Coursera-Machine-Learning
Coursera-Machine-Learning copied to clipboard
Matrix sum in Neural network's cost function
Hi Jordi,
First of all, thanks so much for the notebooks. They really help me to follow through the course.
I have one question in your notebook 4, nnCostFunction -- where J = ... np.sum((np.log(a3.T)*(y_matrix)+np.log(1-a3).T*(1-y_matrix)))
.
I think this does matrix multiplication --> giving 10*10 matrix (or n_label * n_label). This gives a matrix, let's name this cost-matrix, Jc. This Jc matrix contains not only how a set of predicted values for one label differs from it's corresponding target (diagonal elements), but also how it is differs from targets of other labels (off-diagonal elements). For example, the multiplication would multiply a column of predicted values np.log(a3.T) of one label (e.g. k) with all columns of targets.
Then the code sums all elements of this matrix. This seems to over-calculate J. Instead of summing all the elements, I think only the diagonal elements are needed.
Please use this picture to accommodate my description, which might be confusing.
Please let me know if I misunderstood the code.

• Written problem A: Duplicate the post on the neural network cost function in full, keeping every word and line as it stands.

Excerpts from bounding box data:
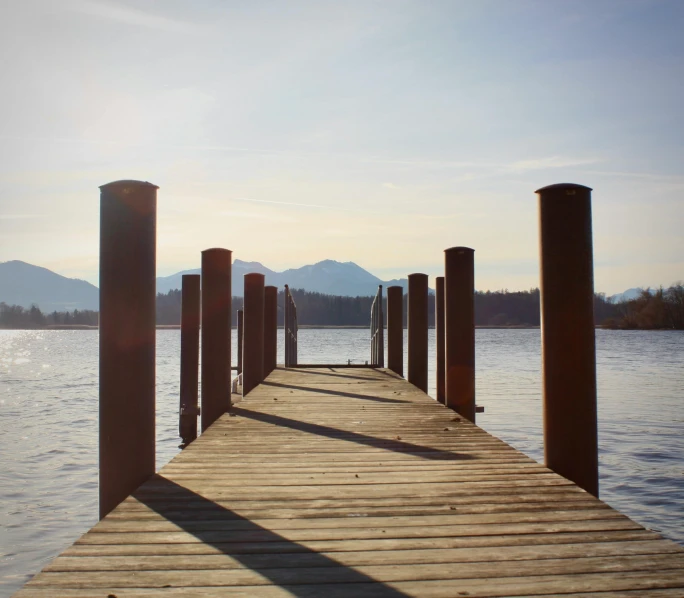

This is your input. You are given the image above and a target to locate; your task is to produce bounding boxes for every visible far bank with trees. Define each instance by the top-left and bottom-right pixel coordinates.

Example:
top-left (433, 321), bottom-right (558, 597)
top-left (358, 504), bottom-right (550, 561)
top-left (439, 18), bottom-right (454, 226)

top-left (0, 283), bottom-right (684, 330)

...

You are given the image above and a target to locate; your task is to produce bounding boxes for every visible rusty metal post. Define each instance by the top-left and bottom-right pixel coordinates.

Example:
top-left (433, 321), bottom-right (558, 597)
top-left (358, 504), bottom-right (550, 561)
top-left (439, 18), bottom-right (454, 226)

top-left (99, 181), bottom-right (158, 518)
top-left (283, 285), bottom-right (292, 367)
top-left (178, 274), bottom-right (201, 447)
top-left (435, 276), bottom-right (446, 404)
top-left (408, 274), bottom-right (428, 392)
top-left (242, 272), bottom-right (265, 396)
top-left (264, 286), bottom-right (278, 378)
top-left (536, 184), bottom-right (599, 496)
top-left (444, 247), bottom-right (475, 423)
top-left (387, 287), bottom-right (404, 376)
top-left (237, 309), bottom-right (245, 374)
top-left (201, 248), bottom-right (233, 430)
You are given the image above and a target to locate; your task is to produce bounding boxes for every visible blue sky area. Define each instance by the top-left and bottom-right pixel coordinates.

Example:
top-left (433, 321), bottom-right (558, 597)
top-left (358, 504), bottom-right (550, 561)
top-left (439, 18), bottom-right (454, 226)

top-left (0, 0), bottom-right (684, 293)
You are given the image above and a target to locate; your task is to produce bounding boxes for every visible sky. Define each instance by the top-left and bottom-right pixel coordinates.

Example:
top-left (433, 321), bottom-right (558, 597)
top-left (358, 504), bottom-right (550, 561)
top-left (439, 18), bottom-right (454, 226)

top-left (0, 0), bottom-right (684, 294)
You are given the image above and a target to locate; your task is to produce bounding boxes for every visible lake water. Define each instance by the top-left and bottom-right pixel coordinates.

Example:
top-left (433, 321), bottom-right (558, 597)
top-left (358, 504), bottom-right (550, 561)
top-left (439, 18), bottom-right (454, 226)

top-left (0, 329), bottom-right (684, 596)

• Written problem B: Give everything in the listing from the line containing "every visible lake" down to the line containing "top-left (0, 329), bottom-right (684, 596)", both lines included, as a two-column CSV with the columns "input" and "output". Each row should pair one input text with its answer, each in a single quoted field with line breaks replaced by spaces.

• Written response A:
Coursera-Machine-Learning
Coursera-Machine-Learning copied to clipboard
Matrix sum in Neural network's cost function
Hi Jordi,
First of all, thanks so much for the notebooks. They really help me to follow through the course.
I have one question in your notebook 4, nnCostFunction -- where J = ... np.sum((np.log(a3.T)*(y_matrix)+np.log(1-a3).T*(1-y_matrix)))
.
I think this does matrix multiplication --> giving 10*10 matrix (or n_label * n_label). This gives a matrix, let's name this cost-matrix, Jc. This Jc matrix contains not only how a set of predicted values for one label differs from it's corresponding target (diagonal elements), but also how it is differs from targets of other labels (off-diagonal elements). For example, the multiplication would multiply a column of predicted values np.log(a3.T) of one label (e.g. k) with all columns of targets.
Then the code sums all elements of this matrix. This seems to over-calculate J. Instead of summing all the elements, I think only the diagonal elements are needed.
Please use this picture to accommodate my description, which might be confusing.
Please let me know if I misunderstood the code.

• Written response B:
input,output
"You are given the image above and a target to locate; your task is to produce bounding boxes for every visible lake water. Define each instance by the top-left and bottom-right pixel coordinates. Example: top-left (433, 321), bottom-right (558, 597) top-left (358, 504), bottom-right (550, 561) top-left (439, 18), bottom-right (454, 226)","top-left (0, 329), bottom-right (684, 596)"